[What this exercise asks]
**1)** Copy the portion of the blog post on narrative patterns in fantasy that opens with the words containing "Narrative Patterns in" and closes with "posted on MetaxuCafe.".
**2)** List each word or abbreviation in the blog post on narrative patterns in fantasy that names a country or a nationality, in the order they appear.

Thursday, August 16, 2007

Narrative Patterns in Fantasy

I'm not a reader of fantasy, but the following comments from Patternings, make me wonder if I should expand my reading. Here, I can see how the conventions of the genre can work to make concrete otherwise abstract ideas about memory and identity in narrative--problems very close to me, especially in the novel I'm working on now.

I found this posted on MetaxuCafe.

I can’t tell you how wonderful it feels to be exercising my brain cells again, even if I am only easing my way back into my research tiny step by tiny step at the moment. The best part about it is remembering just why I called my blog ‘Patternings’ in the first place. There is nothing like a bit of brain exercise to get your mind reaching out and creating links between one aspect of your thinking world and another. And, inevitably, once you start making those links you come across ideas that give you pause for thought; ideas that you want to try out against other minds. Here is the first one, accompanied by a cry of “What do you think?”

I’ve probably never explained my research beyond saying that I’m interested in the way in which narratives are organised. But, in order to study that I need to approach it from one theoretical position or another. In my case, my chosen theory is tagmemics. Don’t worry, you don’t need to know anything about tagmemics to go on reading. If you’re a British reader you’ve probably never heard of it anyway. Trust me to choose an American based discipline that practically no one in the UK has ever come across.

[The data]
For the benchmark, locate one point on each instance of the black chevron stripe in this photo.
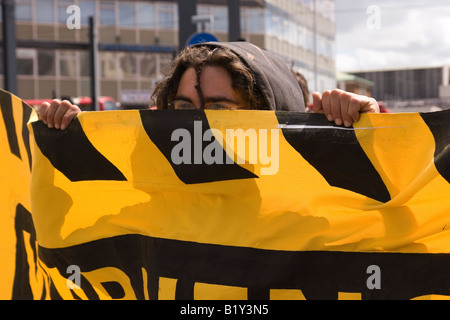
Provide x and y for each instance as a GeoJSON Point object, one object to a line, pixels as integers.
{"type": "Point", "coordinates": [71, 152]}
{"type": "Point", "coordinates": [335, 153]}
{"type": "Point", "coordinates": [159, 126]}
{"type": "Point", "coordinates": [10, 125]}
{"type": "Point", "coordinates": [439, 124]}
{"type": "Point", "coordinates": [25, 132]}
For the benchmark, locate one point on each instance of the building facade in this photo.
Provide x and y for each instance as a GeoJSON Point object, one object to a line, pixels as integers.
{"type": "Point", "coordinates": [139, 38]}
{"type": "Point", "coordinates": [415, 89]}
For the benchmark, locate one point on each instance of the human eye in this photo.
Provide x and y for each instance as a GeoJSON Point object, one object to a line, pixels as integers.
{"type": "Point", "coordinates": [182, 105]}
{"type": "Point", "coordinates": [218, 106]}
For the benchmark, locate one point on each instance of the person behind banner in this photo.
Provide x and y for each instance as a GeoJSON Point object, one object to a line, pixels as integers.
{"type": "Point", "coordinates": [232, 76]}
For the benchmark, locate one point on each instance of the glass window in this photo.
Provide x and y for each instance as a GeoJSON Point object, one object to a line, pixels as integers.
{"type": "Point", "coordinates": [107, 13]}
{"type": "Point", "coordinates": [25, 61]}
{"type": "Point", "coordinates": [148, 65]}
{"type": "Point", "coordinates": [108, 64]}
{"type": "Point", "coordinates": [62, 10]}
{"type": "Point", "coordinates": [166, 17]}
{"type": "Point", "coordinates": [255, 20]}
{"type": "Point", "coordinates": [23, 10]}
{"type": "Point", "coordinates": [87, 9]}
{"type": "Point", "coordinates": [127, 16]}
{"type": "Point", "coordinates": [44, 11]}
{"type": "Point", "coordinates": [127, 65]}
{"type": "Point", "coordinates": [67, 63]}
{"type": "Point", "coordinates": [145, 15]}
{"type": "Point", "coordinates": [84, 64]}
{"type": "Point", "coordinates": [220, 19]}
{"type": "Point", "coordinates": [46, 62]}
{"type": "Point", "coordinates": [165, 61]}
{"type": "Point", "coordinates": [109, 105]}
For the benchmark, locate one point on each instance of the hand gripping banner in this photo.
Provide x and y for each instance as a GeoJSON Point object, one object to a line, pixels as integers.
{"type": "Point", "coordinates": [163, 204]}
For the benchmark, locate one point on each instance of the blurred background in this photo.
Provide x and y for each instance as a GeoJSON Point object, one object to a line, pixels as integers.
{"type": "Point", "coordinates": [114, 52]}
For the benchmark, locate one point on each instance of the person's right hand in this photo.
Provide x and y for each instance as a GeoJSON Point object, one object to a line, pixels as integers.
{"type": "Point", "coordinates": [58, 114]}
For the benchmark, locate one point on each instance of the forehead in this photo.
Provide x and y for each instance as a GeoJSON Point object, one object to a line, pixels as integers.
{"type": "Point", "coordinates": [214, 80]}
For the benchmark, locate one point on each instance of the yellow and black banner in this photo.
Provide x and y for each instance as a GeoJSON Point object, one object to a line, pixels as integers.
{"type": "Point", "coordinates": [165, 204]}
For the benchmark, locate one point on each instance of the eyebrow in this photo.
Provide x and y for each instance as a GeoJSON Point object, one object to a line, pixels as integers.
{"type": "Point", "coordinates": [220, 99]}
{"type": "Point", "coordinates": [184, 98]}
{"type": "Point", "coordinates": [208, 100]}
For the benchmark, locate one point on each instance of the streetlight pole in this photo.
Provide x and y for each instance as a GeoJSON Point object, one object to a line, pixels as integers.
{"type": "Point", "coordinates": [9, 46]}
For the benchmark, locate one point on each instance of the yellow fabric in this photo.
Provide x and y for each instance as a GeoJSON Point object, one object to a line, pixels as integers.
{"type": "Point", "coordinates": [293, 210]}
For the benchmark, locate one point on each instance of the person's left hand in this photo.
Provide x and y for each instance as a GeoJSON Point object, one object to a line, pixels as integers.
{"type": "Point", "coordinates": [343, 107]}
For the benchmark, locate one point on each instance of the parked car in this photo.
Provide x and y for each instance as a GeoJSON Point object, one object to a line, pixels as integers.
{"type": "Point", "coordinates": [84, 103]}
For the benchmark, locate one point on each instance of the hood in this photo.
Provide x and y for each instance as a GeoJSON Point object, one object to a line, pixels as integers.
{"type": "Point", "coordinates": [273, 77]}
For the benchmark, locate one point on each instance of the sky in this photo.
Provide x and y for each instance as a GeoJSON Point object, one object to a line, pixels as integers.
{"type": "Point", "coordinates": [392, 34]}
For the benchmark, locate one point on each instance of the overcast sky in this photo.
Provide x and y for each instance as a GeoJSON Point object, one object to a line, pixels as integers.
{"type": "Point", "coordinates": [393, 34]}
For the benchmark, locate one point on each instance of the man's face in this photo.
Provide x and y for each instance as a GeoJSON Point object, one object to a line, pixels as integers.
{"type": "Point", "coordinates": [216, 87]}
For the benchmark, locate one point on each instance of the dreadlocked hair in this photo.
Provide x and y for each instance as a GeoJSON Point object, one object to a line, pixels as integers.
{"type": "Point", "coordinates": [197, 57]}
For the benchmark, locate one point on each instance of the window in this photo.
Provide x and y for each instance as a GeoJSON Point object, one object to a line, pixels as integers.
{"type": "Point", "coordinates": [46, 62]}
{"type": "Point", "coordinates": [127, 16]}
{"type": "Point", "coordinates": [127, 65]}
{"type": "Point", "coordinates": [62, 10]}
{"type": "Point", "coordinates": [255, 20]}
{"type": "Point", "coordinates": [145, 15]}
{"type": "Point", "coordinates": [23, 10]}
{"type": "Point", "coordinates": [25, 61]}
{"type": "Point", "coordinates": [107, 13]}
{"type": "Point", "coordinates": [67, 63]}
{"type": "Point", "coordinates": [44, 11]}
{"type": "Point", "coordinates": [108, 64]}
{"type": "Point", "coordinates": [87, 9]}
{"type": "Point", "coordinates": [165, 61]}
{"type": "Point", "coordinates": [220, 19]}
{"type": "Point", "coordinates": [148, 65]}
{"type": "Point", "coordinates": [84, 64]}
{"type": "Point", "coordinates": [166, 16]}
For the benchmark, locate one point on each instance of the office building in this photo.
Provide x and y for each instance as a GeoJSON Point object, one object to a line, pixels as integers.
{"type": "Point", "coordinates": [139, 38]}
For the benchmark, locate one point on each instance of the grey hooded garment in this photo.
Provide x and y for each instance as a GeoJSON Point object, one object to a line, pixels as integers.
{"type": "Point", "coordinates": [273, 77]}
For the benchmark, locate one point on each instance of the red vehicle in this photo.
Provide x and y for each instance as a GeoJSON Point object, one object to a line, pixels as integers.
{"type": "Point", "coordinates": [84, 103]}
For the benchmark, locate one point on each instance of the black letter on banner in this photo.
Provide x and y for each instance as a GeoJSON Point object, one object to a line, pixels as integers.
{"type": "Point", "coordinates": [318, 274]}
{"type": "Point", "coordinates": [335, 153]}
{"type": "Point", "coordinates": [71, 152]}
{"type": "Point", "coordinates": [8, 118]}
{"type": "Point", "coordinates": [159, 126]}
{"type": "Point", "coordinates": [438, 122]}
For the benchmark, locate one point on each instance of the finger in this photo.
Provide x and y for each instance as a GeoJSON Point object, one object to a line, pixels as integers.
{"type": "Point", "coordinates": [317, 102]}
{"type": "Point", "coordinates": [371, 106]}
{"type": "Point", "coordinates": [42, 111]}
{"type": "Point", "coordinates": [354, 108]}
{"type": "Point", "coordinates": [69, 115]}
{"type": "Point", "coordinates": [345, 99]}
{"type": "Point", "coordinates": [326, 104]}
{"type": "Point", "coordinates": [63, 108]}
{"type": "Point", "coordinates": [335, 104]}
{"type": "Point", "coordinates": [51, 112]}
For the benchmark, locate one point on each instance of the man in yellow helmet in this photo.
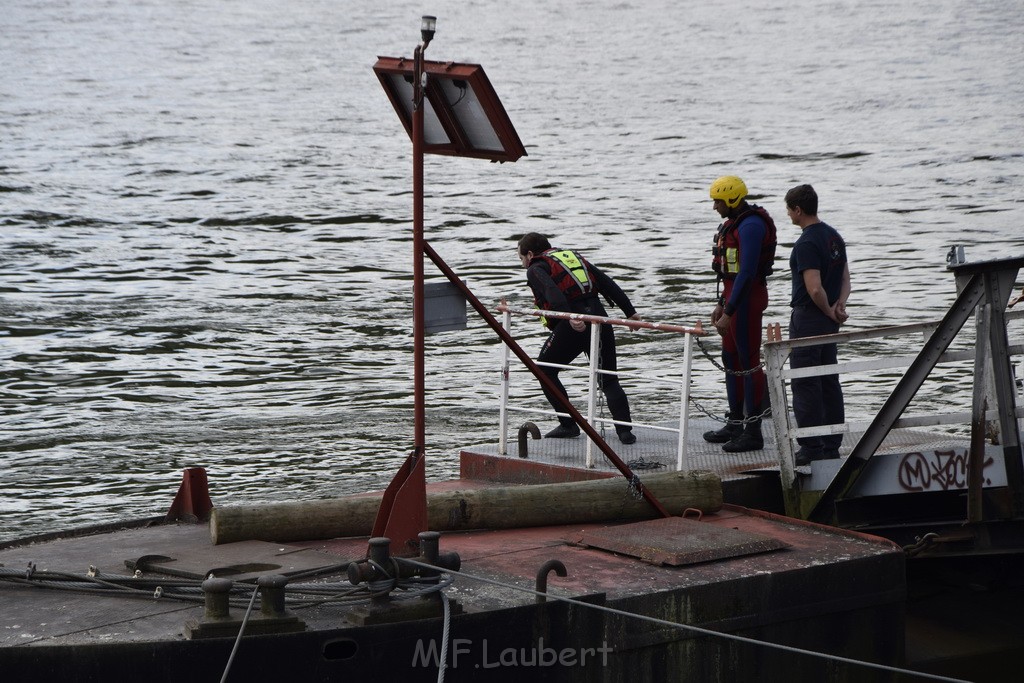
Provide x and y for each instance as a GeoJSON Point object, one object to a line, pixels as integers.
{"type": "Point", "coordinates": [562, 280]}
{"type": "Point", "coordinates": [742, 257]}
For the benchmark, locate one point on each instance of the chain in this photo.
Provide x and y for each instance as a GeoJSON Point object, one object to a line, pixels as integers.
{"type": "Point", "coordinates": [641, 464]}
{"type": "Point", "coordinates": [707, 413]}
{"type": "Point", "coordinates": [714, 361]}
{"type": "Point", "coordinates": [634, 487]}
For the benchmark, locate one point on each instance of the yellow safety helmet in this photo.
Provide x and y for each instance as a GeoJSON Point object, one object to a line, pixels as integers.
{"type": "Point", "coordinates": [729, 188]}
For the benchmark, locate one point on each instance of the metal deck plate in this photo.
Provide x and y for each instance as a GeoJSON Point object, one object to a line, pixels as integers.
{"type": "Point", "coordinates": [677, 542]}
{"type": "Point", "coordinates": [246, 559]}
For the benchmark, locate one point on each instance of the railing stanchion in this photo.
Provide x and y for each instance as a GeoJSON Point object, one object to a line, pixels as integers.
{"type": "Point", "coordinates": [684, 402]}
{"type": "Point", "coordinates": [503, 413]}
{"type": "Point", "coordinates": [595, 337]}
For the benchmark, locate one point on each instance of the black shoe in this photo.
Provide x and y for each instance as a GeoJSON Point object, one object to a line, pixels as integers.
{"type": "Point", "coordinates": [563, 431]}
{"type": "Point", "coordinates": [723, 435]}
{"type": "Point", "coordinates": [745, 441]}
{"type": "Point", "coordinates": [806, 456]}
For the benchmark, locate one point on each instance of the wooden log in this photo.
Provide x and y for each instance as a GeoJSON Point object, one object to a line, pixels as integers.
{"type": "Point", "coordinates": [500, 507]}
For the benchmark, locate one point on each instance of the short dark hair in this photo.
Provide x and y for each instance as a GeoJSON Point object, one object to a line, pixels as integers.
{"type": "Point", "coordinates": [804, 198]}
{"type": "Point", "coordinates": [534, 242]}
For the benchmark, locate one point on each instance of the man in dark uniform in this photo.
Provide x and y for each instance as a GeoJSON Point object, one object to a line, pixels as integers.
{"type": "Point", "coordinates": [562, 280]}
{"type": "Point", "coordinates": [744, 251]}
{"type": "Point", "coordinates": [820, 289]}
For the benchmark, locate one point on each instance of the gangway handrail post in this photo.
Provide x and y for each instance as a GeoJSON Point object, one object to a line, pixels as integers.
{"type": "Point", "coordinates": [684, 402]}
{"type": "Point", "coordinates": [503, 411]}
{"type": "Point", "coordinates": [776, 352]}
{"type": "Point", "coordinates": [595, 337]}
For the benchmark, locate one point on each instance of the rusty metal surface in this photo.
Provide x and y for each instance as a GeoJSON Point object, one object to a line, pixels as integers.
{"type": "Point", "coordinates": [677, 542]}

[List of answers]
**1)**
Narrative Patterns in Fantasy

I'm not a reader of fantasy, but the following comments from Patternings, make me wonder if I should expand my reading. Here, I can see how the conventions of the genre can work to make concrete otherwise abstract ideas about memory and identity in narrative--problems very close to me, especially in the novel I'm working on now.

I found this posted on MetaxuCafe.

**2)**
British
American
UK